-- EXTRACT PROVIDED follows --

Official Ryan Meetups
| Name | Date | Location |
|---|---|---|
| Ryan Kickoff | Thursday, February 9, 2023 | Brooklyn, New York City |
| Ryan Roundup | Sunday, March 26, 2023 | Manhattan, New York City |
| Ryan Rendezvous | Sunday, May 7, 2023 | Brooklyn, New York City |
| Ryan Retreat | Sunday, July 23, 2023 | Santa Monica, California |
| Ryan Rave | Saturday, September 2, 2023 | Los Angeles, California |
| Rytoberfest | Saturday, October 21, 2023 | Brooklyn, New York City |
| Photos With Ryan Claus | Sunday, December 10, 2023 | Manhattan, New York City |
| Ryan Rodeo | Saturday, February 24, 2024 | Austin, Texas |
| St. Ryan's Day | Saturday, March 23, 2024 | Chicago, Illinois |
| Ryami Vice | Saturday, May 18, 2024 | Miami, Florida |
| 150 Deadpools & Wolverine | Saturday, July 27, 2024 | Manhattan, New York City |
| Ryan Royale | Sunday, September 8, 2024 | Toronto, Canada |
| Important Ryan Business | Sunday, October 13, 2024 | Manhattan, New York City |
| Last Ryan Standing | Friday, January 24, 2025 | San Diego, California |
| Ryan's Game Show | Saturday, January 25, 2025 | San Diego, California |
| St. Ryan's Day II | Saturday, March 22, 2025 | Boston, Massachusetts |
| Ryans @ Rockies | Friday, June 20, 2025 | Denver, Colorado |
| Ryan Summit | Saturday, June 21, 2025 | Denver, Colorado |
| Rytoberfest II | Saturday, September 13, 2025 | Manhattan, New York City |
| Ryans Own Manhattan | Saturday, December 13, 2025 | Manhattan, New York City |
| St. Ryan's Day III & The Ryan Steps | Saturday, March 21, 2026 | Philadelphia, Pennsylvania |
| Copa del Ryan | Friday, June 26, 2026 | Brooklyn, New York City |
| Ryde the Ryan Coaster | Friday, July 24, 2026 | Bloomington, Minnesota |
| Ryan Baseball Classic | Saturday, July 25, 2026 | Minneapolis, Minnesota |
| Welcome to Ryan | Sunday, July 26, 2026 | Ryan, Iowa |

==Impact==
In September 2024, a two-month-old baby from Kenya named Ryan required life-saving surgery for hydrocephalus. Upon learning of the need for donations, the Ryan Meetup used its social media accounts to direct people named Ryan to a Watsi fundraising page.

The $719 needed was raised almost exclusively from people named Ryan within one hour of the Ryan Meetup outreach. Watsi said it was one of its fastest fundraising efforts ever completed.

-- EXTRACT PROVIDED concluded --
-- DATA TO EXAMINE follows --

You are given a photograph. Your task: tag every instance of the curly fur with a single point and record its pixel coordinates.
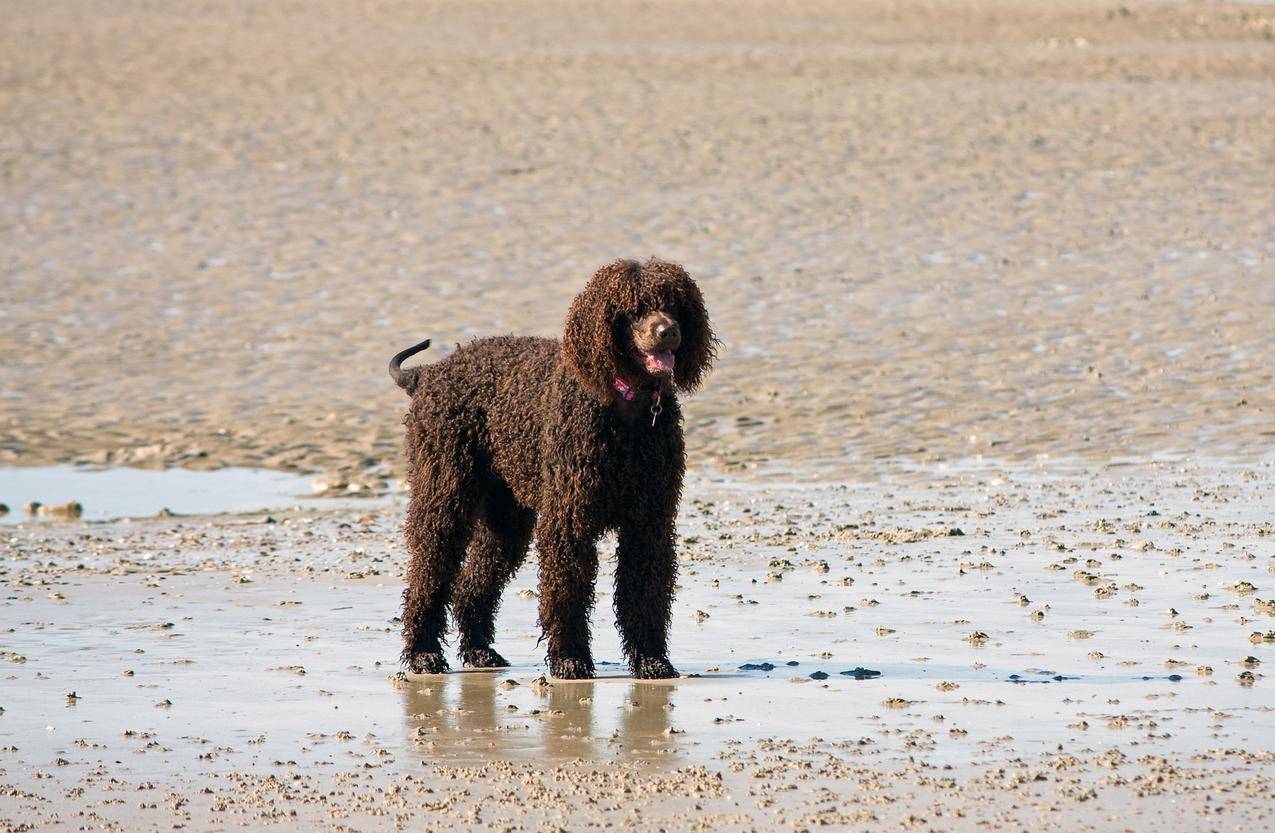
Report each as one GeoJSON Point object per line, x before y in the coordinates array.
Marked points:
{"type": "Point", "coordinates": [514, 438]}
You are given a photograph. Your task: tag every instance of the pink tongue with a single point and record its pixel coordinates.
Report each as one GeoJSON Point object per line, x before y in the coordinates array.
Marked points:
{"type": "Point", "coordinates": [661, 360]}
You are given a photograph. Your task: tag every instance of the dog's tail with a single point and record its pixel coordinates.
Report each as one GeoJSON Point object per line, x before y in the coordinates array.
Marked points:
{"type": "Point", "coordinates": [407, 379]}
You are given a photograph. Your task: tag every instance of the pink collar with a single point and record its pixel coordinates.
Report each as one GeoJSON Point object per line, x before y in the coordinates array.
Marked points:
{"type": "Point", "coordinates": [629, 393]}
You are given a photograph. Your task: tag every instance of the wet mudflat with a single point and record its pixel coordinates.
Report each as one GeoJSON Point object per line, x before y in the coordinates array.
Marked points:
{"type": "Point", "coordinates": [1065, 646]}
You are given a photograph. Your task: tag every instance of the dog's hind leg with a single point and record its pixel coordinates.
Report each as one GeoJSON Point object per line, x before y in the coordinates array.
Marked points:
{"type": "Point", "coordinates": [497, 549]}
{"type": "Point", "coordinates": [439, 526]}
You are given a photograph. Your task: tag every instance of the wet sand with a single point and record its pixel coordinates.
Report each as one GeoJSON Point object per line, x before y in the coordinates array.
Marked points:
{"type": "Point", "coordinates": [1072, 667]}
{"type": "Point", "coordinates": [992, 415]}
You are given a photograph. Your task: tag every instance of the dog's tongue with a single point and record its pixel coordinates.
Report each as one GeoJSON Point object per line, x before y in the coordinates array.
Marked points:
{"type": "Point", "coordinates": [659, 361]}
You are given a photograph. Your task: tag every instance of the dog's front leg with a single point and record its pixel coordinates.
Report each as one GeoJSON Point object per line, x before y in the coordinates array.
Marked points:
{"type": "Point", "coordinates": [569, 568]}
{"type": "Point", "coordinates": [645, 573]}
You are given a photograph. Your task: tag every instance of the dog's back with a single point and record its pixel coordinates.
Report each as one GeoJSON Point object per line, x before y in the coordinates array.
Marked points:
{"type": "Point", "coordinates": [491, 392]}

-- DATA TO EXAMINE concluded --
-- DATA TO EXAMINE follows --

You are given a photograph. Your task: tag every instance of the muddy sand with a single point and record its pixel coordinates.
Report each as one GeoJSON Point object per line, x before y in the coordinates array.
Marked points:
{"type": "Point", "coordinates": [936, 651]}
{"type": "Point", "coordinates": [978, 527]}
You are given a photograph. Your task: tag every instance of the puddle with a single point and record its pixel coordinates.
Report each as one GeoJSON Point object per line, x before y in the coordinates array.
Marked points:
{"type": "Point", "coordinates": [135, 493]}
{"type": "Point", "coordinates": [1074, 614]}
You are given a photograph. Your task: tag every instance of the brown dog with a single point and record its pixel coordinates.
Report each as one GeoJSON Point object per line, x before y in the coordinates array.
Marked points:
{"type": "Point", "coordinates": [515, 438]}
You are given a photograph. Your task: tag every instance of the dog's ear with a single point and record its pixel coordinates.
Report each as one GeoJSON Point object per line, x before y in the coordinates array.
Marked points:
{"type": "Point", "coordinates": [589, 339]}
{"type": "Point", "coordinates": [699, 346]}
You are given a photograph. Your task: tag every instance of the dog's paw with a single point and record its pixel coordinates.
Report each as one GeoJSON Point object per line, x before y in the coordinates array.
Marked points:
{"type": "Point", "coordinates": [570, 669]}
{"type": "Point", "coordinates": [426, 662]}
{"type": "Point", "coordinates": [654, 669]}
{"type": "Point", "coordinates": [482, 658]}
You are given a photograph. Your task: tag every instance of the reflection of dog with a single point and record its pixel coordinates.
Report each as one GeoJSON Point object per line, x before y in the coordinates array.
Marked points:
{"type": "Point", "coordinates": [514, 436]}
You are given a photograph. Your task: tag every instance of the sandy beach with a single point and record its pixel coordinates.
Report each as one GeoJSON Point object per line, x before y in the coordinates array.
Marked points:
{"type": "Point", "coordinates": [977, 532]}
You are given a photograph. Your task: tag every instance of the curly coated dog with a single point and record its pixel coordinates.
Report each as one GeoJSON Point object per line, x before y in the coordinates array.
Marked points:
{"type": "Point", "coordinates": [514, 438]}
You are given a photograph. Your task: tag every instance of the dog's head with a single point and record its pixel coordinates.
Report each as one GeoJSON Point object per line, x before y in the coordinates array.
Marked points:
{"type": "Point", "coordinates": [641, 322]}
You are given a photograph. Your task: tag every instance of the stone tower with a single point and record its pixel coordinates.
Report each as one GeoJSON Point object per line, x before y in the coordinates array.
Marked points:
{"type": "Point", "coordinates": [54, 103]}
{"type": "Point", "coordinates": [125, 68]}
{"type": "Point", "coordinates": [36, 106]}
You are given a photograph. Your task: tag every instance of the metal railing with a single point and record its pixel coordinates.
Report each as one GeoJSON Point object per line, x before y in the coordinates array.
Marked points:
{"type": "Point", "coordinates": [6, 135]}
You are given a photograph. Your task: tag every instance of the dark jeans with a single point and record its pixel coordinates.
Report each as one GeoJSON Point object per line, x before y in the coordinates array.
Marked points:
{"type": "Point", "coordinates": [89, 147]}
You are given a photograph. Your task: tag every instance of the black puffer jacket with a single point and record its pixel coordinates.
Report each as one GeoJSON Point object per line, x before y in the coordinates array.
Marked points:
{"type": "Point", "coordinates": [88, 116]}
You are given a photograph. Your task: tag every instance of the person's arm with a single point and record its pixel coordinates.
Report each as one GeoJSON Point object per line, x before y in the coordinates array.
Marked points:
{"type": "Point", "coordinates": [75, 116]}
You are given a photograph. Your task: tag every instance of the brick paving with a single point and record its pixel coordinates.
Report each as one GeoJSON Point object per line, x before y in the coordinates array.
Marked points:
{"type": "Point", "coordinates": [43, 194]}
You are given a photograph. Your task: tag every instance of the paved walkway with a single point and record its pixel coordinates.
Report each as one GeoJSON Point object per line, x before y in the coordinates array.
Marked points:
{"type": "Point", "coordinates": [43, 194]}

-- DATA TO EXAMINE concluded --

§ **TASKS TO COMPLETE**:
• A. Rewrite the paragraph of the Ryan Meetup text that begins "In September 2024, a two-month-old baby" as a short bulleted list, keeping its main facts.
• B. According to the Ryan Meetup text, in what city and state was the Ryan Rodeo held?

§ **RESPONSES FOR EACH TASK**:
• A.
- September 2024: a two-month-old baby from Kenya named Ryan needed life-saving surgery for hydrocephalus.
- The Ryan Meetup learned donations were needed.
- It used its social media accounts to send people named Ryan to a Watsi fundraising page.

• B. Austin, Texas.